[Exercise task]
Reproduce verbatim every line of the items below, starting with the line that contains "Where can you see the sidewalk" and continuing through the final line of the items.

[Dataset records]
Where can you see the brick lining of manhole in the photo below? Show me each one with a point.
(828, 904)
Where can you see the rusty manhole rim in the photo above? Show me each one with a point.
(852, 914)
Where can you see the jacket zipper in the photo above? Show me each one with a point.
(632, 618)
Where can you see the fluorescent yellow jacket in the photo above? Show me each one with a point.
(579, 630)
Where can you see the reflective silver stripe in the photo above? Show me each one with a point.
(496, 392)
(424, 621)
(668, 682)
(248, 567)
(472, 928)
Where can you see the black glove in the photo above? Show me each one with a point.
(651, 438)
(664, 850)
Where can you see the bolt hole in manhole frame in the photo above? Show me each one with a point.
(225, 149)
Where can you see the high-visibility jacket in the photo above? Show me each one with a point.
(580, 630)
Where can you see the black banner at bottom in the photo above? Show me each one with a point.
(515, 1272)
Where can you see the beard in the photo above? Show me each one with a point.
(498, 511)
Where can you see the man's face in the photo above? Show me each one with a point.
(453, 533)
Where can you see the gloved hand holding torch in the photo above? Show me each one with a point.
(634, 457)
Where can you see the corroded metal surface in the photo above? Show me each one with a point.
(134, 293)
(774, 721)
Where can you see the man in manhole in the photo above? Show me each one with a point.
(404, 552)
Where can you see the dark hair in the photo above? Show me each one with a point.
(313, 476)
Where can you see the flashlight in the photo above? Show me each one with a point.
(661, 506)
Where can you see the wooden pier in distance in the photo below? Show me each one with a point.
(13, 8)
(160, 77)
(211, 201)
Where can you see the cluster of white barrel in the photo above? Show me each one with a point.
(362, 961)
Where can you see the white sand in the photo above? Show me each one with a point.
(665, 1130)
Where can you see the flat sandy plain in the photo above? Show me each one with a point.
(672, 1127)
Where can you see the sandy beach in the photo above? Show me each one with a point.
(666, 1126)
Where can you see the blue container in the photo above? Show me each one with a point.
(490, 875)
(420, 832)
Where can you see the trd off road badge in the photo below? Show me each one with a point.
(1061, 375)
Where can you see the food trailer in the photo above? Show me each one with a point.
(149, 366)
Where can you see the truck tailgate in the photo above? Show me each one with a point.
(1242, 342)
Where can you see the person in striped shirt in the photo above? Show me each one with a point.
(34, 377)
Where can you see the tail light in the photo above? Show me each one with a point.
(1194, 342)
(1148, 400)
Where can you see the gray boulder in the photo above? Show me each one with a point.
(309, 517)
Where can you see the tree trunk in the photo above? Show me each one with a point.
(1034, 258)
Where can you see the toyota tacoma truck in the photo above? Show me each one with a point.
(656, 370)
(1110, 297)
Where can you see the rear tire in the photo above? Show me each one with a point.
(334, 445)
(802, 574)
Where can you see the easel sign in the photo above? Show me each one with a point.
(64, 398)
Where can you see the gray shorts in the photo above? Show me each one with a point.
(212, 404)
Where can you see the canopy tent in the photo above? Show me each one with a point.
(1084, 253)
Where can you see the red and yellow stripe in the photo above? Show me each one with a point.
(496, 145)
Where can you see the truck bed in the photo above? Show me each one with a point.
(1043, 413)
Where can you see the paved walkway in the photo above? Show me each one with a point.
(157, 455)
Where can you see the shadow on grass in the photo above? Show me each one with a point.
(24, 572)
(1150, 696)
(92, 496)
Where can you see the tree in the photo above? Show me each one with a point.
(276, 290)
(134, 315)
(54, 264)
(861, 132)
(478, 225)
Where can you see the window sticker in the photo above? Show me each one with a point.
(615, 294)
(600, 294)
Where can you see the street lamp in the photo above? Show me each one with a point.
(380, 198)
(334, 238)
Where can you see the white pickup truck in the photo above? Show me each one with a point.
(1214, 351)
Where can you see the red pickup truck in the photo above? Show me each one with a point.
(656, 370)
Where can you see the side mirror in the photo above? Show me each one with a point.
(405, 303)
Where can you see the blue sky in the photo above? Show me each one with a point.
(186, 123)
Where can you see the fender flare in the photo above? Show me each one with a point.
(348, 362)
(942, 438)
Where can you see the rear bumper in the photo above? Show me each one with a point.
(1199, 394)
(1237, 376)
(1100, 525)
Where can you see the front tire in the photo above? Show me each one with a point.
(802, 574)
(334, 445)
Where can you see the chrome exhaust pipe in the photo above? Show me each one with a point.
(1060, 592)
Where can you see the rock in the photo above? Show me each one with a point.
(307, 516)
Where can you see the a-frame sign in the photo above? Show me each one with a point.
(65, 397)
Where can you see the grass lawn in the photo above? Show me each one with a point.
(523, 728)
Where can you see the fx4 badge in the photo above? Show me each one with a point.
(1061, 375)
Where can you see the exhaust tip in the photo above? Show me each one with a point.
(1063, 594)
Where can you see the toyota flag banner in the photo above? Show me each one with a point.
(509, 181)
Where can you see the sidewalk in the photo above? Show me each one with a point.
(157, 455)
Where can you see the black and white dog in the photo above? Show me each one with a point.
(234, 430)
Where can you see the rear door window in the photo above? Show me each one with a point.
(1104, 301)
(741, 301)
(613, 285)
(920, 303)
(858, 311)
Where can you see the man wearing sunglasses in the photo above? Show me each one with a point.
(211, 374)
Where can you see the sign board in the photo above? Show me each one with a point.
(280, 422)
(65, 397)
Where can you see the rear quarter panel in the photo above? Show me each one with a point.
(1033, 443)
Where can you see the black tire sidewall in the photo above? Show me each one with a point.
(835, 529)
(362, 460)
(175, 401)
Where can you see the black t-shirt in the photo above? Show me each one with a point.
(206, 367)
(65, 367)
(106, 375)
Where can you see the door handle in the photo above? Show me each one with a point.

[The output]
Where can you see the sidewalk in the photo above? Show me each one with a point.
(157, 455)
Where can you see the black and white dog in the photo above? Show me each one with a point.
(234, 430)
Where can you see the rear door window in the photo above? Show me each one with a point.
(1104, 301)
(741, 301)
(613, 285)
(920, 303)
(858, 311)
Where can you see the man wearing sunglasses in the photo above? Show me each one with a point.
(211, 374)
Where can you see the sign board in the photo above? Show me each one with a point.
(280, 422)
(65, 397)
Where can you see the rear quarter panel in the photo above? Show me each one with a point.
(1033, 443)
Where can you see the black tire sidewall in the photo above? Show me each one with a point.
(835, 529)
(362, 460)
(175, 401)
Where can you see the black t-shirt in the photo above? Show me each one with a point.
(206, 367)
(65, 367)
(106, 375)
Where can you see the door handle in the photo above? Show me each one with a point.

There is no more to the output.